### Aim of the task
Find each line in the material below that contains the word "suit", and copy those lines.

### Source records
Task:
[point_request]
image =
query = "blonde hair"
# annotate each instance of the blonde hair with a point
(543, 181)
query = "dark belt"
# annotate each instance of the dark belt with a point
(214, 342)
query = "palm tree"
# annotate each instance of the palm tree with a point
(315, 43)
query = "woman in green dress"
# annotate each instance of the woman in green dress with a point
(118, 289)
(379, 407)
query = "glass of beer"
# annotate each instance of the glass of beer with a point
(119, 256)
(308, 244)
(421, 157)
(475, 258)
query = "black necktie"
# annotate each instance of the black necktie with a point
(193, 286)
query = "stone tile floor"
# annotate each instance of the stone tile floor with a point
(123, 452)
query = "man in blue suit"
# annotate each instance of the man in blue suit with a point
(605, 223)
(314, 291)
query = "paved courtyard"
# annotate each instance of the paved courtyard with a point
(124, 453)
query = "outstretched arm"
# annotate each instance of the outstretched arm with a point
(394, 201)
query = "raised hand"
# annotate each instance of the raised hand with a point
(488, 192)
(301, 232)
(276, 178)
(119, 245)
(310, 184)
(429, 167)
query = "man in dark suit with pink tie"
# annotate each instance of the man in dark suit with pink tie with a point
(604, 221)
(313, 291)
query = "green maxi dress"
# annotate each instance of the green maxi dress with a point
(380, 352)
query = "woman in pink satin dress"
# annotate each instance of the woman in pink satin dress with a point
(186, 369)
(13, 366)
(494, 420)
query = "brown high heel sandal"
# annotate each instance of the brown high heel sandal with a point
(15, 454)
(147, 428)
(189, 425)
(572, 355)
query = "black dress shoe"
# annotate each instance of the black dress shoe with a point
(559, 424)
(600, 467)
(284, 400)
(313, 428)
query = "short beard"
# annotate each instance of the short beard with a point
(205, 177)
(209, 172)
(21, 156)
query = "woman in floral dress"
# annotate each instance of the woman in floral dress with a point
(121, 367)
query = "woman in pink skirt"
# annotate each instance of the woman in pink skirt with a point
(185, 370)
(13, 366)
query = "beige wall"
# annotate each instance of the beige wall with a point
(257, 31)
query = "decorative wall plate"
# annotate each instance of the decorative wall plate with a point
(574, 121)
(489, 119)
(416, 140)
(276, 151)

### Written answer
query = "man in blue suit"
# annotate each instance of the man in blue suit with a point
query = "man in dark suit with pink tie"
# annotate each instance of the man in dark suit with pink tie with a point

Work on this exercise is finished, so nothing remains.